# [Input material]
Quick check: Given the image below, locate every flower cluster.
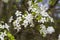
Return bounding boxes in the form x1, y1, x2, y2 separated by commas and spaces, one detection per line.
0, 22, 9, 30
0, 31, 7, 40
7, 0, 55, 37
0, 0, 57, 40
13, 11, 22, 32
40, 24, 55, 37
37, 1, 54, 37
0, 0, 56, 40
0, 21, 10, 40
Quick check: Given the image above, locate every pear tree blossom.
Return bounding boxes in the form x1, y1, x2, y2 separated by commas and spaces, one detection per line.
46, 26, 55, 34
0, 0, 57, 40
13, 17, 22, 31
0, 31, 7, 40
4, 23, 10, 31
11, 0, 55, 37
40, 24, 55, 37
40, 24, 47, 37
0, 23, 9, 30
15, 10, 22, 17
38, 17, 47, 23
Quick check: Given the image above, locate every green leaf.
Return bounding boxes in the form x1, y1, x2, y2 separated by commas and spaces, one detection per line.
36, 15, 42, 20
32, 12, 36, 16
37, 0, 43, 2
7, 32, 15, 40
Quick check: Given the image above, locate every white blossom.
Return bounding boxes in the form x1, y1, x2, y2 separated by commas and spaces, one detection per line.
0, 31, 7, 40
58, 34, 60, 40
28, 5, 33, 11
2, 0, 9, 3
49, 16, 54, 22
40, 25, 55, 37
13, 16, 22, 27
13, 20, 18, 27
22, 20, 29, 27
27, 0, 32, 6
34, 0, 37, 3
40, 11, 49, 17
13, 16, 22, 32
22, 14, 34, 27
38, 17, 47, 23
0, 23, 9, 30
40, 24, 47, 37
16, 17, 22, 22
13, 21, 21, 31
0, 36, 4, 40
13, 20, 21, 32
9, 16, 13, 23
15, 10, 22, 17
4, 23, 10, 30
27, 0, 32, 11
25, 14, 33, 23
13, 20, 20, 27
14, 26, 21, 32
47, 26, 55, 34
38, 3, 49, 11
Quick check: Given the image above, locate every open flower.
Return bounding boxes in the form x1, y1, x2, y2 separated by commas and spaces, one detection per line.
40, 11, 49, 17
13, 16, 22, 32
4, 23, 10, 30
40, 24, 47, 37
13, 16, 22, 27
38, 2, 49, 11
22, 20, 29, 27
27, 0, 32, 6
25, 14, 33, 23
0, 31, 7, 40
38, 17, 47, 23
14, 26, 21, 32
15, 10, 22, 17
47, 26, 55, 34
0, 23, 10, 30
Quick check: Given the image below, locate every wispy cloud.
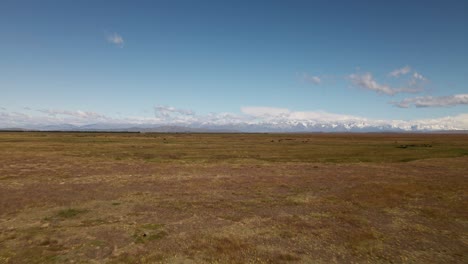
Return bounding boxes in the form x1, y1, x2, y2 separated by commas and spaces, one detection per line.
349, 72, 395, 95
154, 105, 195, 118
412, 72, 426, 81
348, 72, 422, 95
36, 109, 108, 119
389, 66, 411, 77
106, 32, 124, 47
408, 71, 428, 88
0, 107, 6, 111
153, 106, 196, 123
301, 73, 321, 85
392, 94, 468, 108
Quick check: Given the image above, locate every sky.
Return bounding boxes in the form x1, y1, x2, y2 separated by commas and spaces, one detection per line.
1, 0, 468, 130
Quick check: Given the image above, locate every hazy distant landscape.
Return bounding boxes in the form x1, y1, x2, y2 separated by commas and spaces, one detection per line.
0, 132, 467, 263
2, 123, 468, 134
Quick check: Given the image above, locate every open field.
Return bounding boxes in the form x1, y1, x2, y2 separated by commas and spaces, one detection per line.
0, 132, 467, 263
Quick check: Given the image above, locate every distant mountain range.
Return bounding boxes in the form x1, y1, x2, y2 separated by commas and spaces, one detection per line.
1, 122, 467, 133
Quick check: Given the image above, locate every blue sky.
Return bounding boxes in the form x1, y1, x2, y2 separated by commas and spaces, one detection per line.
1, 0, 467, 130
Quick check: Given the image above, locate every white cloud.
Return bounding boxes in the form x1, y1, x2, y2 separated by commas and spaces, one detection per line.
412, 72, 426, 81
241, 106, 362, 123
349, 72, 396, 95
407, 71, 428, 88
106, 33, 124, 47
389, 66, 411, 77
387, 66, 427, 87
349, 72, 424, 95
302, 73, 321, 85
36, 109, 107, 119
154, 105, 195, 118
392, 94, 468, 108
241, 106, 290, 118
412, 114, 468, 130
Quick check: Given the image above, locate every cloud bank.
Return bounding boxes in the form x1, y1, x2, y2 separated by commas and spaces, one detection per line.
1, 106, 467, 131
392, 94, 468, 108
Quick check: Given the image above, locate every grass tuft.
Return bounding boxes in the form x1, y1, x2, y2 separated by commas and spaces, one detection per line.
56, 208, 88, 219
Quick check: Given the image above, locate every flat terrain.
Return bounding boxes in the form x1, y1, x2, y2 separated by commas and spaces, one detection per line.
0, 132, 467, 263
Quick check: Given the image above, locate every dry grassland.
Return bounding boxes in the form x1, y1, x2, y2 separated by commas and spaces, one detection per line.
0, 132, 467, 263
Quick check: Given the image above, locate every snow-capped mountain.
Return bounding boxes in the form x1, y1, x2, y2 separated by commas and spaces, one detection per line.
3, 119, 463, 133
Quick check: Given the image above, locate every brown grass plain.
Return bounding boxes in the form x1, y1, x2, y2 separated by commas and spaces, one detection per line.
0, 132, 467, 263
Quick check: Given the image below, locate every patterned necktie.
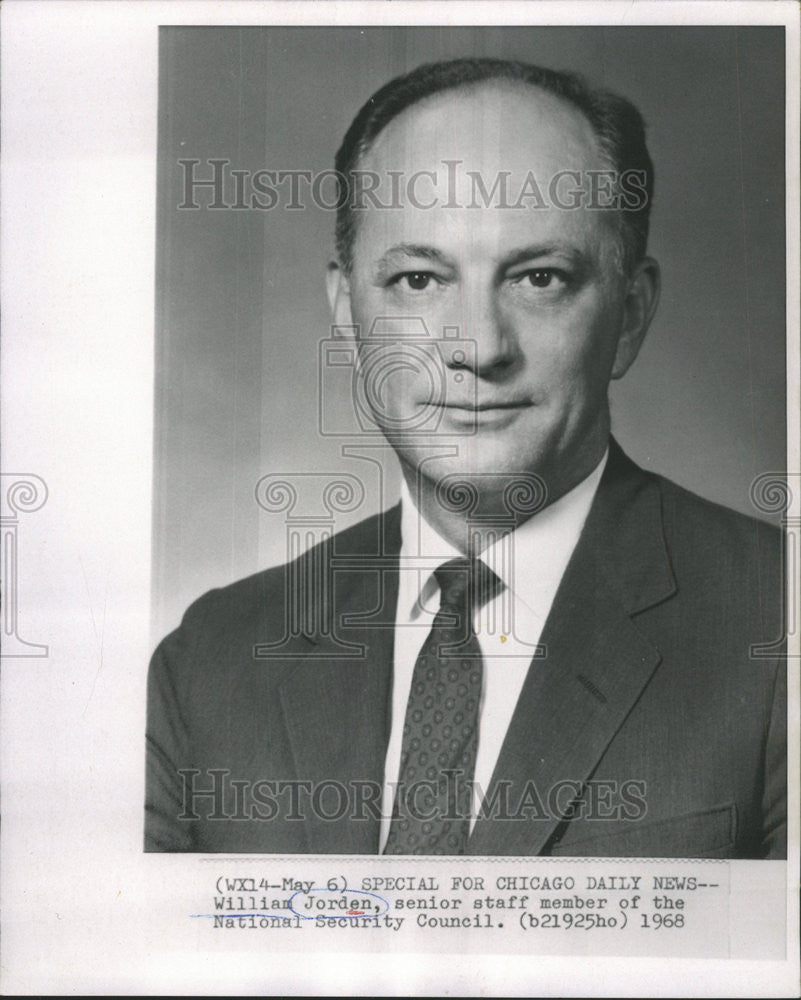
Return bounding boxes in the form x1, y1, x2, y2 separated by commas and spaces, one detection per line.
384, 557, 503, 855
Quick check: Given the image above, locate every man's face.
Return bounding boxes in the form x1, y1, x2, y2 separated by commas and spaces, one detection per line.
329, 82, 656, 502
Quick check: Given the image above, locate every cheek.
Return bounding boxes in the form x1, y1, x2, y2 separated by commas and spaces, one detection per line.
520, 296, 622, 391
348, 284, 381, 338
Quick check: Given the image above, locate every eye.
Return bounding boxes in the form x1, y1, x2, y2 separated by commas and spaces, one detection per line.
516, 268, 567, 289
392, 271, 439, 292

# [Action item]
For the listing above, give the number of lines in which the string "blossom" occurs, and nothing else.

# [Solution below]
2